++++ EXTRACTED MATERIAL

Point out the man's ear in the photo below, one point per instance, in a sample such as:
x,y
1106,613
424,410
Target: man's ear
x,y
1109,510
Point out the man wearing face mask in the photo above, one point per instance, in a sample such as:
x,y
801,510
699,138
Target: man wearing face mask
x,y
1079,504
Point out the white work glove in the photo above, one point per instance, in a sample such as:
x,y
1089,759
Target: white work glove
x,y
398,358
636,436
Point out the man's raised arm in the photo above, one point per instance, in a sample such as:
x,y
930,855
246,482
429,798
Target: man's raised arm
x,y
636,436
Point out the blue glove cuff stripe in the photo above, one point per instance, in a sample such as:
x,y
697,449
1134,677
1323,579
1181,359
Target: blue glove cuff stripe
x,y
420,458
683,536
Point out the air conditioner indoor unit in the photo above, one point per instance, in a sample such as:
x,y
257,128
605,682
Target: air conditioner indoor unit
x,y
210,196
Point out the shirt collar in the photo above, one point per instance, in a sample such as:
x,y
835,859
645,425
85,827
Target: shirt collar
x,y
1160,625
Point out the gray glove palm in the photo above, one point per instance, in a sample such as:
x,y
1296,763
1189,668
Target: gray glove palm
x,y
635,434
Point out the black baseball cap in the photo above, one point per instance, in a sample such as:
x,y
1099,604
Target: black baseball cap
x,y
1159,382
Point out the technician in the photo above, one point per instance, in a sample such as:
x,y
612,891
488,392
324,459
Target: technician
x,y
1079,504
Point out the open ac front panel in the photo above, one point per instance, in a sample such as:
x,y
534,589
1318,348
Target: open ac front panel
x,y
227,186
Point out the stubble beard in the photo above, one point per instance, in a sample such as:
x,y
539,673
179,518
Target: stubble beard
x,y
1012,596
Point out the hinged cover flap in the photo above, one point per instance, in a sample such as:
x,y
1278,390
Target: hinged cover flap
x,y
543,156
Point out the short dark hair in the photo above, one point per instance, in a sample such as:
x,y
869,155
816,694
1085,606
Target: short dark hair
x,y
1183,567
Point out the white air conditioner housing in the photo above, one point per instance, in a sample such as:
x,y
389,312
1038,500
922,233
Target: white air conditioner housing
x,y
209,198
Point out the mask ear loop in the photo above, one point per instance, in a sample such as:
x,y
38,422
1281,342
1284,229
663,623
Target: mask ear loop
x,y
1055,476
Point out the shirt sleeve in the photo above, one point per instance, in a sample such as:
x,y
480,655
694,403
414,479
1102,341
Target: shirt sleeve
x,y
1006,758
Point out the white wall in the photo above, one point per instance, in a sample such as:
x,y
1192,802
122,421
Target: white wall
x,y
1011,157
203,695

++++++++

Using the listing above, please repeat every entry exactly.

### FINISHED TASK
Point out the man's ear in the photo below, one point per instance, in a sample such as:
x,y
1106,613
424,410
Target: man's ear
x,y
1109,510
Point out the man wearing face mask in the photo above, one point per instance, in a sample such as:
x,y
801,510
699,138
Target: man wearing face mask
x,y
1079,504
Point out the white work glove in the photo above, one point per instance, in a sample such as:
x,y
1089,759
Target: white work glove
x,y
398,358
636,436
Point out the man's raised arm in the photo above, one point per instance, in a sample such as:
x,y
930,855
246,482
429,798
Target: man's raised arm
x,y
636,436
Point out the blue glove cuff stripe in the photo above, one point per instance, in a sample such as:
x,y
697,449
1134,677
1323,579
1181,359
Target: blue glove cuff stripe
x,y
420,458
683,536
Point out the air conditioner indoor unit in the photo above, one point per instance, in a sample such as:
x,y
257,128
605,682
Target: air conditioner indoor unit
x,y
210,196
Point out the shirt collar in the photo above, one point per instance, in a sample such as:
x,y
835,859
645,425
85,827
Target: shirt collar
x,y
1160,625
Point out the gray glove palm in the photo above, one point per instance, in a sample such as:
x,y
1296,763
1189,668
Target: gray glove palm
x,y
635,434
Point out the black baseball cap in the photo above, one point per instance, in a sample such as:
x,y
1099,604
Target: black baseball cap
x,y
1159,382
Point out the technician in the photo above, one point per instance, in a sample such as:
x,y
612,891
488,392
324,459
Target: technician
x,y
1079,504
Point out the open ac front panel in the photo above, one point per instance, in a sample such as:
x,y
534,589
1318,348
Target: open ac front panel
x,y
227,186
Point out the stubble beard in the photo above, one point per instance, in a sample such as:
x,y
539,673
179,518
Target: stubble beard
x,y
1012,596
Point out the hinged cover flap in the photo above, one point per instance, in a sample such as:
x,y
1278,390
Target: hinged cover flap
x,y
543,156
Point out the short dark hair in the photo above, one point per instance, in a sample such as:
x,y
869,155
816,694
1085,606
Target: short dark hair
x,y
1183,567
Point out the white air conditioner housing in the photo above, one point per instance, in a sample such as:
x,y
389,312
1038,500
922,233
Target: white air conditioner housing
x,y
209,198
Point out the mask ear loop in the photo above, one point per instance, in a sample such as:
x,y
38,422
1281,342
1284,229
663,623
Target: mask ear loop
x,y
1055,476
Point out the shirt sleeve in the photo above, one point per instance, in a sample such as:
x,y
480,655
694,403
414,479
1102,341
Target: shirt sleeve
x,y
1006,758
Point out the white wall in the photo above, one point per instance, in a sample such as:
x,y
1192,802
122,421
Target: white wall
x,y
1011,157
203,695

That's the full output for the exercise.